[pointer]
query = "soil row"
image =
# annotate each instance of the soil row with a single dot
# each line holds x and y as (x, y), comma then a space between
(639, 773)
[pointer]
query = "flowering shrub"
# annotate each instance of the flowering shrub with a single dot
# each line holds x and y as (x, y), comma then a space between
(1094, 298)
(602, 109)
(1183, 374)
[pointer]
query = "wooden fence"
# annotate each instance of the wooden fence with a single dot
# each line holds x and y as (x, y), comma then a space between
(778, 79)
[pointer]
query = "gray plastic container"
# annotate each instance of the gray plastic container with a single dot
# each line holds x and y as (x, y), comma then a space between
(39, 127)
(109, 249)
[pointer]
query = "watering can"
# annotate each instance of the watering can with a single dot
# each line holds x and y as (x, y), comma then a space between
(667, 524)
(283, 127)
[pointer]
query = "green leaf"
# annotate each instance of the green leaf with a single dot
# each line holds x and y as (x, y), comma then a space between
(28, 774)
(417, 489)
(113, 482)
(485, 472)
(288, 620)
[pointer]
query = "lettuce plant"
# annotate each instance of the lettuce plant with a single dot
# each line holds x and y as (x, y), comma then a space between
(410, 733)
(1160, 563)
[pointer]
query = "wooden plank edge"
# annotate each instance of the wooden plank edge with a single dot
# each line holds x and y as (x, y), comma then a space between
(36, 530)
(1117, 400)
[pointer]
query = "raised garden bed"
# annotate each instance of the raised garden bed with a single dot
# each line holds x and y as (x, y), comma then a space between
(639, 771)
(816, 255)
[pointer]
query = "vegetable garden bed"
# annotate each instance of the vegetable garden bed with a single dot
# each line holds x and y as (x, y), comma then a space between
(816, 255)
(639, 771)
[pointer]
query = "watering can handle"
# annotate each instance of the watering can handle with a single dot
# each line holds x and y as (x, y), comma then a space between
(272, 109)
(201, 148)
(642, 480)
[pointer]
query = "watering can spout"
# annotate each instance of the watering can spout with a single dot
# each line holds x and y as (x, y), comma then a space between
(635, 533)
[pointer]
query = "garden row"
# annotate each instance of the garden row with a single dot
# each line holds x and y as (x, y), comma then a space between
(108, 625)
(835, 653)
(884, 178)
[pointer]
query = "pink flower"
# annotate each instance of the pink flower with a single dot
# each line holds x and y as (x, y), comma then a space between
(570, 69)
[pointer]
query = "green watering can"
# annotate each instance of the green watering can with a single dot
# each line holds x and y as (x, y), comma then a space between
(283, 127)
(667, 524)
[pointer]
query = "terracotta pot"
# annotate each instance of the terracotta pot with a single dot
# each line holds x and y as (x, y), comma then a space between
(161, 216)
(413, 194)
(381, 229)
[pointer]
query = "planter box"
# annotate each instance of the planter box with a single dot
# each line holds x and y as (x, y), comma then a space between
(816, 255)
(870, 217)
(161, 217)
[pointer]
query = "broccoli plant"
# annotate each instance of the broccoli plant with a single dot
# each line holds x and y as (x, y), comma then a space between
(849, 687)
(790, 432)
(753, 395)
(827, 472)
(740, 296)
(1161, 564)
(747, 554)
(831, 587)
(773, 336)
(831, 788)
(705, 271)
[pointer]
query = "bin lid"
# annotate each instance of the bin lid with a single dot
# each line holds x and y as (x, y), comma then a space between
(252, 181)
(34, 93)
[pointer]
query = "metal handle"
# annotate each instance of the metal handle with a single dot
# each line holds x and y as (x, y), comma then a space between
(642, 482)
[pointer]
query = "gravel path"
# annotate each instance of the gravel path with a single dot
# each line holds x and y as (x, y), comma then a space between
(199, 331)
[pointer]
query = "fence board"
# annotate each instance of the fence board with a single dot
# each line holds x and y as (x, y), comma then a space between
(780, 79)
________________
_What is expected:_
Put every line of the records above into a Markdown table with the columns Row and Line, numbering each row and omitting blank lines.

_Result of the exercise:_
| Row | Line |
|---|---|
| 1 | [pointer] |
| 2 | query = "soil row" |
| 3 | image = |
| 4 | # annotate each instance of the soil row with a single dot |
| 5 | # each line holds x and y as (x, y), comma then a space between |
| 6 | (639, 773) |
| 7 | [pointer] |
| 8 | query = "flowering shrub" |
| 9 | # annotate each instance of the flowering shrub with a single dot |
| 10 | # each line holds x and y as (x, y), comma then a space between |
| 11 | (1094, 298) |
| 12 | (602, 109) |
| 13 | (1183, 374) |
| 14 | [pointer] |
| 15 | query = "wooden fence" |
| 16 | # annotate each instance of the wooden fence with a single dot |
| 17 | # each line holds x and y as (x, y), comma then a space between |
| 18 | (778, 79) |
| 19 | [pointer] |
| 20 | query = "gray plastic container" |
| 21 | # annotate each instance of the gray plastic container with a single dot |
| 22 | # each line holds x and y as (x, y), comma then a space between |
| 23 | (39, 127) |
| 24 | (109, 249) |
| 25 | [pointer] |
| 26 | query = "watering can" |
| 27 | # annotate each instance of the watering can with a single dot |
| 28 | # each line holds x and y as (x, y), comma then a space between |
| 29 | (667, 524) |
| 30 | (283, 127) |
| 31 | [pointer] |
| 32 | query = "green leaf" |
| 33 | # annotate each instance of the green leaf with a single dot |
| 34 | # each line holds x and y as (x, y), comma then a space between |
| 35 | (28, 774) |
| 36 | (417, 489) |
| 37 | (113, 482) |
| 38 | (485, 472) |
| 39 | (288, 620) |
| 40 | [pointer] |
| 41 | query = "lettuce plant" |
| 42 | # annotate each instance of the lettuce plant with a single dot |
| 43 | # each line holds x and y as (x, y), comma then a space between |
| 44 | (410, 733) |
| 45 | (1160, 563) |
| 46 | [pointer] |
| 47 | query = "wooden plank edge" |
| 48 | # annotate each instance of the wooden plank edge with a single dot |
| 49 | # each line holds x and y as (x, y), comma then a space between |
| 50 | (36, 530) |
| 51 | (1117, 400) |
| 52 | [pointer] |
| 53 | query = "raised garden bed" |
| 54 | # annotate each instance of the raised garden bed with a single dot |
| 55 | # each line holds x and y as (x, y), comma then a space between |
| 56 | (639, 771) |
| 57 | (816, 255) |
| 58 | [pointer] |
| 59 | query = "vegetable garden bed" |
| 60 | # annotate each instance of the vegetable garden bed with a single dot |
| 61 | # each line holds x and y as (x, y), comma then a space between |
| 62 | (816, 255) |
| 63 | (639, 771) |
| 64 | [pointer] |
| 65 | query = "watering can handle" |
| 66 | # annotate each instance of the watering can handle with a single dot |
| 67 | # each line holds x and y as (x, y), comma then a space between |
| 68 | (272, 109) |
| 69 | (201, 148) |
| 70 | (642, 480) |
| 71 | [pointer] |
| 72 | query = "watering can spout" |
| 73 | # annotate each instance of the watering can spout with a single dot |
| 74 | # each line holds x and y as (x, y), comma then a space between |
| 75 | (635, 533) |
| 76 | [pointer] |
| 77 | query = "garden row" |
| 78 | # annotate each instance of the garden row with a single dot |
| 79 | # each line holds x and y as (x, y), comma then a space between |
| 80 | (108, 625) |
| 81 | (835, 653) |
| 82 | (884, 178) |
| 83 | [pointer] |
| 84 | query = "pink flower" |
| 85 | # annotate each instance of the pink flower with a single dot |
| 86 | # each line holds x and y as (x, y), comma then a space between |
| 87 | (570, 69) |
| 88 | [pointer] |
| 89 | query = "green watering can" |
| 90 | # annotate each instance of the green watering can with a single dot |
| 91 | # each line holds x and y as (x, y), comma then a space between |
| 92 | (283, 127) |
| 93 | (667, 524) |
| 94 | [pointer] |
| 95 | query = "terracotta pot" |
| 96 | # annotate each instance of the terracotta pot with a single dot |
| 97 | # each line holds x and y as (x, y), comma then a space between |
| 98 | (161, 216) |
| 99 | (413, 194) |
| 100 | (381, 229) |
| 101 | [pointer] |
| 102 | query = "planter box" |
| 103 | # annotate each instance of the planter box with a single dot |
| 104 | # each line holds x and y as (x, y), comma then a space between |
| 105 | (816, 255) |
| 106 | (870, 217) |
| 107 | (161, 217) |
| 108 | [pointer] |
| 109 | query = "broccoli plant" |
| 110 | # annotate each instance of the broccoli plant with a single dot |
| 111 | # each line holds x and y as (x, y), comma then a space between |
| 112 | (849, 687) |
| 113 | (790, 432) |
| 114 | (753, 395) |
| 115 | (827, 472) |
| 116 | (740, 296) |
| 117 | (1161, 564) |
| 118 | (747, 554) |
| 119 | (831, 587) |
| 120 | (773, 336) |
| 121 | (831, 788) |
| 122 | (705, 271) |
| 123 | [pointer] |
| 124 | query = "bin lid" |
| 125 | # annotate each instance of the bin lid with a single dot |
| 126 | # each line holds x and y as (x, y), comma then a space between |
| 127 | (252, 181) |
| 128 | (34, 93) |
| 129 | [pointer] |
| 130 | query = "metal handle" |
| 131 | # annotate each instance of the metal handle with a single dot |
| 132 | # each line holds x and y as (x, y), comma then a space between |
| 133 | (642, 482) |
| 134 | [pointer] |
| 135 | query = "gravel path" |
| 136 | # annotate each instance of the gravel path with a single dot |
| 137 | # each line holds x and y as (x, y), comma then a space between |
| 138 | (199, 331) |
| 139 | [pointer] |
| 140 | query = "fence board" |
| 141 | # annotate each instance of the fence board with a single dot |
| 142 | # each line holds x and y as (x, y), comma then a space between |
| 143 | (780, 79) |